Вот в отношении искусства позвольте мне поделиться некоторыми личными впечатлениями. Перед праздником Преображения я поехал по приходским делам, и включил (как всегда я делаю в машине) музыку. Это был Бах, 6-й клавирный концерт (он же — 4-й Бранденбургский). В очередной раз эта музыка захватила меня, привлекла всё моё душевное внимание. Мой слух с великим интересом следил, как Бах развёртывает свою звуковую материю, с помощью которой он — это несомненно для меня — отображает божественную гармонию мироздания. Я был всецело захвачен прослушиваемым, хотя знаю эту музыку больше, чем наизусть: вот уже почти сорок лет я слушаю Баха, и всякий раз поражаюсь его неисчерпываемой глубине.
В тот же вечер я читал на клиросе канон Преображения (в нашем храме чтецов очень мало, поэтому я все двадцать лет своего служения читаю стихиры и каноны сам). Читая канон (и, смею думать, понимая его, в чём у меня, конечно, преимущество перед девяноста пятью процентами посещающих храмы православных христиан), я не мог не отдать себе отчёт в том, что передо мной — произведение литературного искусства эпохи поздней античности, которое я за долгие годы тоже знаю почти наизусть. Канон Преображения — один из лучших и редких образцов православной гимнографии, но на 80%, увы, наши богослужебные книги наполнены бездарным многословным византийским «плетением словес», как о том выразительно говорил прот. Александр Шмеман… Канон Преображения не относится к этим 80%. И всё равно я читал его равнодушно. Я ясно ощущал, что он как произведение искусства для меня исчерпан — в отличие от Баха.
Мне скажут: ну вот, батюшка, вас воодушевляет Бах, а кого-то совсем не воодушевляет, зато канон Преображения из года в год восхищает и душевно напитывает. Я не буду возражать — несомненно, так оно и есть. Но дело вот в чём: если речь идёт о произведениях искусства того или иного жанра — это замечание правильно и законно. На мой взгляд, музыка Баха предельно универсалистская, с великой глубиной отображающая законы Божией гармонии, запечатлённой в мироздании и в творческом даре человека, а византийское православное гимнотворчество — это узкий сегмент искусства, позднеантичная словесность, для понимания и любви к которой нужно гораздо больше специальных знаний, чем для воспринятия музыки Баха. Ну а для кого-то всё наоборот. Есть же почитатели, например, «Телемахиды» Тредиаковского. Некоторые люди любят Хераскова или Державина. Но большинство, и по праву, предпочитают всё же Пушкина.

ПРИВЕДЁННЫЕ ЗАПИСИ:
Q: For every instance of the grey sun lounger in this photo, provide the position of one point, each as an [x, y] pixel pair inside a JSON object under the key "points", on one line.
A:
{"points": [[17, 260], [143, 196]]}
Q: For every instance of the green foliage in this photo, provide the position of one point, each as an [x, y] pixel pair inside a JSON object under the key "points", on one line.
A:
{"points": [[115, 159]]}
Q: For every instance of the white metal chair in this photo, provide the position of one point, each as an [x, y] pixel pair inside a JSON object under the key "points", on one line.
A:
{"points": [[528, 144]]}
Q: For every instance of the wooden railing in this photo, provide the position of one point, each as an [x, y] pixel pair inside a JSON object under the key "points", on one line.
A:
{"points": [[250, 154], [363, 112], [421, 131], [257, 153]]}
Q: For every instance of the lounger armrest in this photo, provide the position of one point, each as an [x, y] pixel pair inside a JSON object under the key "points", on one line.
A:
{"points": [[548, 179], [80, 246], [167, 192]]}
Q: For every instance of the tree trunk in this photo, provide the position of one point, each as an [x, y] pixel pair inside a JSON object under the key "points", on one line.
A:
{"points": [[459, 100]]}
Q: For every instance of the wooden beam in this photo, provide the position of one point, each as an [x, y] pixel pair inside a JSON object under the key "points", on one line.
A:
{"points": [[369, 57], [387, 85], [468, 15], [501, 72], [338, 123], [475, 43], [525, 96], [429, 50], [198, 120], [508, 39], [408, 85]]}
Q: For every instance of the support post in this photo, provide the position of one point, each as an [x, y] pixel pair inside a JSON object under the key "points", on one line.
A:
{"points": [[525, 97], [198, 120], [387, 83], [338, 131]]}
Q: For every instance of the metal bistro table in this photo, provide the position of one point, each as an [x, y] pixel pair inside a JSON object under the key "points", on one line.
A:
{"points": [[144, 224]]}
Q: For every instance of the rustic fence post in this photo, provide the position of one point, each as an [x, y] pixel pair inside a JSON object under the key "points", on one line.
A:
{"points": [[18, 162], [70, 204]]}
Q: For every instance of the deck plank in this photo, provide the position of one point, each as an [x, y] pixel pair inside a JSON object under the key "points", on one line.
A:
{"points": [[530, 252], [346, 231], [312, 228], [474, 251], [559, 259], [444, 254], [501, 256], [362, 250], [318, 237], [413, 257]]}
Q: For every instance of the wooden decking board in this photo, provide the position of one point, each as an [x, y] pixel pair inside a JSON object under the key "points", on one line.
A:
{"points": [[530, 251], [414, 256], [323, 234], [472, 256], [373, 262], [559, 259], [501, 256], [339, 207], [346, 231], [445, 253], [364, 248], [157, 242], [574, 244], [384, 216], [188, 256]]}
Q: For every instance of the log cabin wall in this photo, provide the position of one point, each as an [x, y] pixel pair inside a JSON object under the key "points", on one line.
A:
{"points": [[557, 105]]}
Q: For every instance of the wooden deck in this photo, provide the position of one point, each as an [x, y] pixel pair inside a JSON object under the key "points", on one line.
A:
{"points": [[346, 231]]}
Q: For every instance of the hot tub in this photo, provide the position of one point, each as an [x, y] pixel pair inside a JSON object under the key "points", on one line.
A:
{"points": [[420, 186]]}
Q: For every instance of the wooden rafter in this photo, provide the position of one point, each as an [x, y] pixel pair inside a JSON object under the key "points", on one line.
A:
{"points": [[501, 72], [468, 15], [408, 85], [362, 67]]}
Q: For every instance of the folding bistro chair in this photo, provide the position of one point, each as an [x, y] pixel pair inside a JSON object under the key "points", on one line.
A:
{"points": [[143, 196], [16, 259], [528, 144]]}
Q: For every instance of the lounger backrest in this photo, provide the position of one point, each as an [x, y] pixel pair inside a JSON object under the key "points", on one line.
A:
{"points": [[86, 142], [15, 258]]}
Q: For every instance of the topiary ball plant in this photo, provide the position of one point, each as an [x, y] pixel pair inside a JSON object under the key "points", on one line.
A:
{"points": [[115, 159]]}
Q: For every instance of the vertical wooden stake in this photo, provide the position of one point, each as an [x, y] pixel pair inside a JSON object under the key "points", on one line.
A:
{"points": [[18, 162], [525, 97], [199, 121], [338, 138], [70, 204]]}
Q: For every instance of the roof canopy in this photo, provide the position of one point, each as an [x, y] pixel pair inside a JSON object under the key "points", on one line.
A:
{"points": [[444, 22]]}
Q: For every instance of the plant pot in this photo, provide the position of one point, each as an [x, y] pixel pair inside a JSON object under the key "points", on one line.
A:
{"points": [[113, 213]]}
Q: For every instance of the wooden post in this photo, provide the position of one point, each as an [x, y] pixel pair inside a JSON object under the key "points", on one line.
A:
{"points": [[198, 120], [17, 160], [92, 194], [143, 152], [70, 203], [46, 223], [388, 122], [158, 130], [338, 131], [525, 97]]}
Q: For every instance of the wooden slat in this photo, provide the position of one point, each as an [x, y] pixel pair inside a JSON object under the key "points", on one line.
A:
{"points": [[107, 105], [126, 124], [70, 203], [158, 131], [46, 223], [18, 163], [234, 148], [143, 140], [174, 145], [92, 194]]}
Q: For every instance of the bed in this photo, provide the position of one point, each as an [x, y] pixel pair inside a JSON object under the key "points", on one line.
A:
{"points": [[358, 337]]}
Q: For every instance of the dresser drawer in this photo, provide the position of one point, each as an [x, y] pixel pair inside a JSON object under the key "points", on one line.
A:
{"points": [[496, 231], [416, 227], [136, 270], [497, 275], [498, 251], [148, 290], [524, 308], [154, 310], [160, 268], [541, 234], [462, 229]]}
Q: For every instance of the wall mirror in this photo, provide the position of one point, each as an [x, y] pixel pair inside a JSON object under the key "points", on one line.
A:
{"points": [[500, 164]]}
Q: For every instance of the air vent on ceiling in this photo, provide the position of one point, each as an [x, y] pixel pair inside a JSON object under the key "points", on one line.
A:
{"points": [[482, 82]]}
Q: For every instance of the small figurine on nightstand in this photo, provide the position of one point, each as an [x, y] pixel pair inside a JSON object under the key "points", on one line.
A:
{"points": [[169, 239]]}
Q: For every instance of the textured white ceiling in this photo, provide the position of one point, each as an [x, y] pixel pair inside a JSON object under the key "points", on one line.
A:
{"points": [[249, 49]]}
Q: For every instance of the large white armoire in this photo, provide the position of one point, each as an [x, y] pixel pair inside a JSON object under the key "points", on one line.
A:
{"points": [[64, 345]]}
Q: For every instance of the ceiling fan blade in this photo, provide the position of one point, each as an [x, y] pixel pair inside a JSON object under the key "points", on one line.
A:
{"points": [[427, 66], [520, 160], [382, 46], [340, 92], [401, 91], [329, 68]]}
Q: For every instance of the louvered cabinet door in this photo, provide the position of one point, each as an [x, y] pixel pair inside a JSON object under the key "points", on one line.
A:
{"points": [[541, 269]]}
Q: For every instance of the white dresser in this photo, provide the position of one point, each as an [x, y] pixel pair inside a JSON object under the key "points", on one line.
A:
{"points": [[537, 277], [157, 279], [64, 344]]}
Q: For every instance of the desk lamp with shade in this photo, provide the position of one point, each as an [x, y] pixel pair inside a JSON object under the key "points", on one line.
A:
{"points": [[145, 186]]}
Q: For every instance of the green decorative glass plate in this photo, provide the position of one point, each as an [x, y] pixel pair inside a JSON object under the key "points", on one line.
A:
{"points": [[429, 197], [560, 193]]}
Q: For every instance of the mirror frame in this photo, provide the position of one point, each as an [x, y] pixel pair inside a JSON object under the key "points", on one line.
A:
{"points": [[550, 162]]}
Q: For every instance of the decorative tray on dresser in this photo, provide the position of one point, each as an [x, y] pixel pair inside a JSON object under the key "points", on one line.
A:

СУТЬ ЗАДАНИЯ:
Выпишите из текста для чтения без изменений весь фрагмент, начиная со слов «В тот же вечер» и заканчивая словами «отличие от Баха.». Записи здесь никакой роли не играют.

ПИСЬМЕННЫЙ ОТВЕТ:
В тот же вечер я читал на клиросе канон Преображения (в нашем храме чтецов очень мало, поэтому я все двадцать лет своего служения читаю стихиры и каноны сам). Читая канон (и, смею думать, понимая его, в чём у меня, конечно, преимущество перед девяноста пятью процентами посещающих храмы православных христиан), я не мог не отдать себе отчёт в том, что передо мной — произведение литературного искусства эпохи поздней античности, которое я за долгие годы тоже знаю почти наизусть. Канон Преображения — один из лучших и редких образцов православной гимнографии, но на 80%, увы, наши богослужебные книги наполнены бездарным многословным византийским «плетением словес», как о том выразительно говорил прот. Александр Шмеман… Канон Преображения не относится к этим 80%. И всё равно я читал его равнодушно. Я ясно ощущал, что он как произведение искусства для меня исчерпан — в отличие от Баха.